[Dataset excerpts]
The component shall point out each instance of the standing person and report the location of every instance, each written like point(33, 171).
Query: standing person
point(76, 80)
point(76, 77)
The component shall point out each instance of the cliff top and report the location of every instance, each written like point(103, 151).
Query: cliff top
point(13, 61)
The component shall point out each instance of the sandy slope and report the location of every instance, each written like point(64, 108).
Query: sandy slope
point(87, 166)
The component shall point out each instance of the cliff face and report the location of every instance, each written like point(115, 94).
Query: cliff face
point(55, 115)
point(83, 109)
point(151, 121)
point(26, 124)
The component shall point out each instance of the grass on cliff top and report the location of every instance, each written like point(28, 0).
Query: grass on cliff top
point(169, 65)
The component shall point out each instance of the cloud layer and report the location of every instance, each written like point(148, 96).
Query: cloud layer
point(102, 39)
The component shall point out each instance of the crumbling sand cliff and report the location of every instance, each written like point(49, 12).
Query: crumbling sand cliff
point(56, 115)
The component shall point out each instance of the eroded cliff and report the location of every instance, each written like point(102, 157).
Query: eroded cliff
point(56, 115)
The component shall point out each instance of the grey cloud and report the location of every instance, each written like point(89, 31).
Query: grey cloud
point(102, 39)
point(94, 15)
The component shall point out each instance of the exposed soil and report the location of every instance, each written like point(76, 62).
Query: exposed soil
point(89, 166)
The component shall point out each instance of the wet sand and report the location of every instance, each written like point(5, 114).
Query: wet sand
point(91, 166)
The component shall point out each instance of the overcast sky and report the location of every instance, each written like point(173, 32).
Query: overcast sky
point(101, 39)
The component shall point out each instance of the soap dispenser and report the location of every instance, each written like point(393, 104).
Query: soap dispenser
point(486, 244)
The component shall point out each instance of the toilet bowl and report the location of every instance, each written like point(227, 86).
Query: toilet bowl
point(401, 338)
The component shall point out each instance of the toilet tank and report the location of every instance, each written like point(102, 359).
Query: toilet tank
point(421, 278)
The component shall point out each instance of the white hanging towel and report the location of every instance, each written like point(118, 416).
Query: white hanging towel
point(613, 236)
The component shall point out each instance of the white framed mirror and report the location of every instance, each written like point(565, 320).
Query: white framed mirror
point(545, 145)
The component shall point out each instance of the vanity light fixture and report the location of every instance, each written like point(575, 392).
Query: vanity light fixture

**Exercise:** Determine how many lines in the data contain the string "fixture", and give the number only.

**Response to this exercise:** 2